__Exercise goal__:
Could you lay out every line of the entries below as a Markdown table with the columns Row and Line, numbering the rows in order and leaving out blank lines?

Segmentation annotation entries
────

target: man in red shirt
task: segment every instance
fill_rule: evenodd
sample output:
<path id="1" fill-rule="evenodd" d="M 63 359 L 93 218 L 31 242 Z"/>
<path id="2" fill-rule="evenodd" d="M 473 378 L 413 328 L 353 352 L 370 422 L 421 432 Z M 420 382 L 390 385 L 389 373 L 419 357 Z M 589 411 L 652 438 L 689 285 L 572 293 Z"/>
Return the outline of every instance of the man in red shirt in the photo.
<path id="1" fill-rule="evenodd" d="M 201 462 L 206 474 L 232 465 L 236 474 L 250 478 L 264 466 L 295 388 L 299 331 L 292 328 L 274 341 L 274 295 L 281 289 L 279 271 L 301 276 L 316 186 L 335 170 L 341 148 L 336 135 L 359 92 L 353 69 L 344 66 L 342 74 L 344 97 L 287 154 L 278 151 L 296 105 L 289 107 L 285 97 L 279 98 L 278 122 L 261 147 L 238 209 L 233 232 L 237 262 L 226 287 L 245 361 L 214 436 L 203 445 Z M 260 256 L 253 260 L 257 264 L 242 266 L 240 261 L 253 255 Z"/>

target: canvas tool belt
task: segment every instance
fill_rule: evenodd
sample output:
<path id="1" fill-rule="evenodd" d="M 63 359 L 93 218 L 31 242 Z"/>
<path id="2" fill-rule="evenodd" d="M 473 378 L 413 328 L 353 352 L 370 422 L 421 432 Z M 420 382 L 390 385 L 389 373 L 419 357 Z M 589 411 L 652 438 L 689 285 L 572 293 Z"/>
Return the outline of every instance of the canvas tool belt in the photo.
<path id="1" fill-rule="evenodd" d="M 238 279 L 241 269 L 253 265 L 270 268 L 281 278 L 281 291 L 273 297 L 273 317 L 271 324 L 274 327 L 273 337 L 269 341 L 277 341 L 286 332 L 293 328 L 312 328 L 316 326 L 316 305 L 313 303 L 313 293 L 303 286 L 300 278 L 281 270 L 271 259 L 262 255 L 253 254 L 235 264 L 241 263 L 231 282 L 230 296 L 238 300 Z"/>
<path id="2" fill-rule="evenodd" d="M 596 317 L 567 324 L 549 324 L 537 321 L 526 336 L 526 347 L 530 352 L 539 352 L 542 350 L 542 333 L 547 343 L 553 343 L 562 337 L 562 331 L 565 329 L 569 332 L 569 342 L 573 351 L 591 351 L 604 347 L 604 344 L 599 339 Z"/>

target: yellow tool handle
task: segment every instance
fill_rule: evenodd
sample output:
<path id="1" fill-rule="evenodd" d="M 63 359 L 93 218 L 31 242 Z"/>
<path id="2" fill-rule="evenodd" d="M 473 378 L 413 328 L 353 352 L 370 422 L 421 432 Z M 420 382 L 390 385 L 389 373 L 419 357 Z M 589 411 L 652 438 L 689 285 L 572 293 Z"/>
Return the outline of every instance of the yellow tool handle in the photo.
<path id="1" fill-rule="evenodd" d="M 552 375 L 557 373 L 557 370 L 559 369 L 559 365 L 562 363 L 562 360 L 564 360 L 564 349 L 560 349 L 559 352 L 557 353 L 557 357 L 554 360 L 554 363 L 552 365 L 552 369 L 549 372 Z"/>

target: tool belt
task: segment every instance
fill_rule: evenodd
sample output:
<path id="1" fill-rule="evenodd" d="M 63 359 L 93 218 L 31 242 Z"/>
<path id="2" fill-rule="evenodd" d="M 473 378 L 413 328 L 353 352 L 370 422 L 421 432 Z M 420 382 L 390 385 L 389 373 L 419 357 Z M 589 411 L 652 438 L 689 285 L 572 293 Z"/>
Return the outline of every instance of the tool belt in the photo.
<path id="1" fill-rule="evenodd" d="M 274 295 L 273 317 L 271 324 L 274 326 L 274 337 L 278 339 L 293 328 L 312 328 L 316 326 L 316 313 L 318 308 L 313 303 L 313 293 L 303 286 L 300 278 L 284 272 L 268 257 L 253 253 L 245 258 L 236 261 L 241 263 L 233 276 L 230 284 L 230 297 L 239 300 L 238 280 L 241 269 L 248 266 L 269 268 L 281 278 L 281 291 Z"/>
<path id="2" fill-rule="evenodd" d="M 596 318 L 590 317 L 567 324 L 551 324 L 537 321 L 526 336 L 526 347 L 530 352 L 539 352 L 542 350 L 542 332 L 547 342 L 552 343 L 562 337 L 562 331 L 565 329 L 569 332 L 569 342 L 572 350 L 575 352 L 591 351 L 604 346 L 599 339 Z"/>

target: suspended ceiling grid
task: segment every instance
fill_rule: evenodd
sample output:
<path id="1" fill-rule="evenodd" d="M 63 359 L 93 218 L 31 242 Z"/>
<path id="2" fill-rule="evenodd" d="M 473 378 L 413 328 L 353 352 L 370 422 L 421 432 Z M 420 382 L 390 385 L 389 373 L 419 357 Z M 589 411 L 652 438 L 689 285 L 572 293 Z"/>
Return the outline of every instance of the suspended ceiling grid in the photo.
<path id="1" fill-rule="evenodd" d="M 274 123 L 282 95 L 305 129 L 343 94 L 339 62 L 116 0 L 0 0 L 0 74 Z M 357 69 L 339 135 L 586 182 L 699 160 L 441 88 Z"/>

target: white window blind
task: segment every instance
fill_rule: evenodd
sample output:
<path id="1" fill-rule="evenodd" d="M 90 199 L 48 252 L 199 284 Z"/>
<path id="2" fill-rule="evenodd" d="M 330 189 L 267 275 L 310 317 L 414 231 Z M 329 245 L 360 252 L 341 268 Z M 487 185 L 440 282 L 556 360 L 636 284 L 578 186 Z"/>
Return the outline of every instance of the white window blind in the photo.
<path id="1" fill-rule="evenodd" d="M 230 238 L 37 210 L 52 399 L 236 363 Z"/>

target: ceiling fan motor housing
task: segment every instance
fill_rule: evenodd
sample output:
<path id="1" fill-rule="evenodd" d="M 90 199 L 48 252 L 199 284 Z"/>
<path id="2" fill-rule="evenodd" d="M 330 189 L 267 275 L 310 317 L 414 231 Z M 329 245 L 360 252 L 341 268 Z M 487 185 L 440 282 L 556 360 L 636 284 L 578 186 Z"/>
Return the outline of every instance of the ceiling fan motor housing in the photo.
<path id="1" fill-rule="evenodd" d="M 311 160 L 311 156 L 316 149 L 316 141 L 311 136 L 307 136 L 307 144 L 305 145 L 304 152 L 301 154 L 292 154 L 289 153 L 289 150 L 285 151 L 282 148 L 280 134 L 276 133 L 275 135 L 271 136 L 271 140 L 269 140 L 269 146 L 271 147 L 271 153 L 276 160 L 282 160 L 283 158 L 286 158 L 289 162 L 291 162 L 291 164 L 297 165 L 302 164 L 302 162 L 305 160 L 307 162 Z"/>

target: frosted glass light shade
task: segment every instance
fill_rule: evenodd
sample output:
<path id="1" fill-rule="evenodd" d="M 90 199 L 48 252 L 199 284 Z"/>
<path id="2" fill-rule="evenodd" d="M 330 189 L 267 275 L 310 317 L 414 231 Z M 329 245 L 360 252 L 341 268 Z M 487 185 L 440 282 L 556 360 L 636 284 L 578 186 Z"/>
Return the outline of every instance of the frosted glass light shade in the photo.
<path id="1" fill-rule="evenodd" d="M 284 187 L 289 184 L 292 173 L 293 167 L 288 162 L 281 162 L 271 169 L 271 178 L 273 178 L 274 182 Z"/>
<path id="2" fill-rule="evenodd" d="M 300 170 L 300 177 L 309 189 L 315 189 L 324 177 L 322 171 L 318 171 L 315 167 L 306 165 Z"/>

────

__Final result__:
| Row | Line |
|---|---|
| 1 | target: man in red shirt |
| 2 | task: segment every instance |
| 3 | fill_rule: evenodd |
| 4 | sample output: |
| 5 | <path id="1" fill-rule="evenodd" d="M 63 359 L 93 218 L 31 242 Z"/> |
| 6 | <path id="2" fill-rule="evenodd" d="M 473 378 L 413 328 L 353 352 L 370 422 L 421 432 Z M 420 382 L 390 385 L 389 373 L 419 357 Z M 589 411 L 652 438 L 689 285 L 572 293 Z"/> |
| 7 | Return the outline of every instance of the man in red shirt in the photo. |
| 8 | <path id="1" fill-rule="evenodd" d="M 201 462 L 206 474 L 232 465 L 236 474 L 250 478 L 264 466 L 295 388 L 299 331 L 292 328 L 274 341 L 274 295 L 281 289 L 279 271 L 301 276 L 316 186 L 335 170 L 341 148 L 336 135 L 359 92 L 353 69 L 344 66 L 342 74 L 344 97 L 287 154 L 278 151 L 296 105 L 289 107 L 285 97 L 279 98 L 278 122 L 261 147 L 238 209 L 233 232 L 237 262 L 226 287 L 245 361 L 214 436 L 203 445 Z M 260 256 L 253 260 L 257 264 L 242 266 L 240 261 L 253 255 Z"/> |
| 9 | target: canvas tool belt |
| 10 | task: segment every instance |
| 11 | fill_rule: evenodd |
| 12 | sample output: |
| 13 | <path id="1" fill-rule="evenodd" d="M 63 359 L 93 218 L 31 242 Z"/> |
| 14 | <path id="2" fill-rule="evenodd" d="M 473 378 L 413 328 L 353 352 L 370 422 L 421 432 Z M 420 382 L 390 385 L 389 373 L 419 357 Z M 589 411 L 652 438 L 689 285 L 572 293 Z"/> |
| 15 | Return the outline of every instance of the canvas tool belt in the photo. |
| 16 | <path id="1" fill-rule="evenodd" d="M 238 279 L 241 269 L 253 265 L 270 268 L 281 278 L 281 291 L 273 297 L 273 317 L 271 324 L 274 327 L 273 337 L 269 341 L 277 341 L 286 332 L 293 328 L 312 328 L 316 326 L 316 305 L 313 303 L 313 293 L 303 286 L 300 278 L 281 270 L 271 259 L 262 255 L 253 254 L 235 264 L 241 263 L 231 282 L 230 296 L 238 300 Z"/> |
| 17 | <path id="2" fill-rule="evenodd" d="M 596 317 L 567 324 L 549 324 L 537 321 L 526 336 L 526 347 L 530 352 L 539 352 L 542 350 L 542 333 L 547 343 L 553 343 L 562 337 L 562 331 L 565 329 L 569 332 L 569 342 L 573 351 L 591 351 L 604 347 L 604 344 L 599 339 Z"/> |
| 18 | target: yellow tool handle |
| 19 | task: segment every instance |
| 20 | fill_rule: evenodd |
| 21 | sample output: |
| 22 | <path id="1" fill-rule="evenodd" d="M 63 359 L 93 218 L 31 242 Z"/> |
| 23 | <path id="2" fill-rule="evenodd" d="M 473 378 L 413 328 L 353 352 L 370 422 L 421 432 Z M 420 382 L 390 385 L 389 373 L 419 357 Z M 589 411 L 652 438 L 689 285 L 572 293 Z"/> |
| 24 | Return the outline of every instance of the yellow tool handle in the photo. |
| 25 | <path id="1" fill-rule="evenodd" d="M 552 375 L 557 373 L 557 370 L 559 369 L 559 365 L 562 363 L 562 360 L 564 360 L 564 349 L 560 349 L 559 352 L 557 353 L 557 357 L 554 360 L 554 363 L 552 365 L 552 369 L 549 372 Z"/> |
| 26 | target: tool belt |
| 27 | task: segment every instance |
| 28 | fill_rule: evenodd |
| 29 | sample output: |
| 30 | <path id="1" fill-rule="evenodd" d="M 63 359 L 93 218 L 31 242 Z"/> |
| 31 | <path id="2" fill-rule="evenodd" d="M 473 378 L 413 328 L 353 352 L 370 422 L 421 432 Z M 420 382 L 390 385 L 389 373 L 419 357 Z M 589 411 L 652 438 L 689 285 L 572 293 Z"/> |
| 32 | Return the outline of every instance of the tool belt in the photo. |
| 33 | <path id="1" fill-rule="evenodd" d="M 274 295 L 273 317 L 271 324 L 274 326 L 274 337 L 278 339 L 293 328 L 312 328 L 316 326 L 316 313 L 318 308 L 313 303 L 313 293 L 303 286 L 300 278 L 284 272 L 268 257 L 253 253 L 245 258 L 236 261 L 241 263 L 233 276 L 230 284 L 230 297 L 239 300 L 238 280 L 241 269 L 248 266 L 269 268 L 281 278 L 281 291 Z"/> |
| 34 | <path id="2" fill-rule="evenodd" d="M 596 318 L 590 317 L 567 324 L 551 324 L 537 321 L 526 336 L 526 347 L 530 352 L 539 352 L 542 350 L 542 332 L 547 342 L 552 343 L 562 337 L 562 331 L 565 329 L 569 332 L 569 342 L 572 350 L 575 352 L 591 351 L 604 346 L 599 339 Z"/> |
| 35 | target: suspended ceiling grid |
| 36 | task: segment every instance |
| 37 | fill_rule: evenodd |
| 38 | sample output: |
| 39 | <path id="1" fill-rule="evenodd" d="M 63 359 L 93 218 L 31 242 Z"/> |
| 40 | <path id="2" fill-rule="evenodd" d="M 473 378 L 413 328 L 353 352 L 370 422 L 421 432 Z M 420 382 L 390 385 L 389 373 L 419 357 Z M 589 411 L 652 438 L 689 285 L 572 293 Z"/> |
| 41 | Return the outline of every instance of the suspended ceiling grid in the photo. |
| 42 | <path id="1" fill-rule="evenodd" d="M 274 123 L 282 95 L 305 129 L 343 94 L 339 62 L 116 0 L 0 0 L 0 74 Z M 357 69 L 339 135 L 586 182 L 699 160 L 441 88 Z"/> |
| 43 | target: white window blind |
| 44 | task: segment every instance |
| 45 | fill_rule: evenodd |
| 46 | sample output: |
| 47 | <path id="1" fill-rule="evenodd" d="M 90 199 L 48 252 L 199 284 Z"/> |
| 48 | <path id="2" fill-rule="evenodd" d="M 330 189 L 267 275 L 310 317 L 414 231 Z M 329 245 L 360 252 L 341 268 Z M 487 185 L 440 282 L 556 360 L 636 284 L 578 186 Z"/> |
| 49 | Return the outline of every instance of the white window blind in the photo. |
| 50 | <path id="1" fill-rule="evenodd" d="M 230 238 L 37 210 L 52 399 L 236 363 Z"/> |
| 51 | target: ceiling fan motor housing |
| 52 | task: segment every instance |
| 53 | fill_rule: evenodd |
| 54 | sample output: |
| 55 | <path id="1" fill-rule="evenodd" d="M 90 199 L 48 252 L 199 284 Z"/> |
| 56 | <path id="2" fill-rule="evenodd" d="M 330 189 L 267 275 L 310 317 L 414 231 Z M 329 245 L 360 252 L 341 268 Z M 487 185 L 440 282 L 556 360 L 636 284 L 578 186 Z"/> |
| 57 | Return the outline of every instance of the ceiling fan motor housing in the photo. |
| 58 | <path id="1" fill-rule="evenodd" d="M 311 160 L 311 156 L 316 149 L 316 141 L 311 136 L 307 136 L 307 144 L 305 145 L 304 152 L 301 154 L 292 154 L 289 153 L 289 150 L 285 151 L 282 148 L 280 134 L 276 133 L 275 135 L 271 136 L 271 140 L 269 140 L 269 146 L 271 147 L 271 153 L 276 160 L 282 160 L 283 158 L 286 158 L 289 162 L 291 162 L 291 164 L 297 165 L 302 164 L 302 162 L 305 160 L 307 162 Z"/> |
| 59 | target: frosted glass light shade |
| 60 | task: segment every instance |
| 61 | fill_rule: evenodd |
| 62 | sample output: |
| 63 | <path id="1" fill-rule="evenodd" d="M 90 199 L 48 252 L 199 284 Z"/> |
| 64 | <path id="2" fill-rule="evenodd" d="M 330 189 L 267 275 L 310 317 L 414 231 Z M 329 245 L 360 252 L 341 268 Z M 487 185 L 440 282 L 556 360 L 636 284 L 578 186 Z"/> |
| 65 | Return the outline of every instance of the frosted glass light shade in the photo. |
| 66 | <path id="1" fill-rule="evenodd" d="M 284 187 L 289 184 L 292 173 L 293 167 L 288 162 L 281 162 L 271 169 L 271 178 L 273 178 L 274 182 Z"/> |
| 67 | <path id="2" fill-rule="evenodd" d="M 300 170 L 300 177 L 309 189 L 315 189 L 324 177 L 322 171 L 318 171 L 315 167 L 306 165 Z"/> |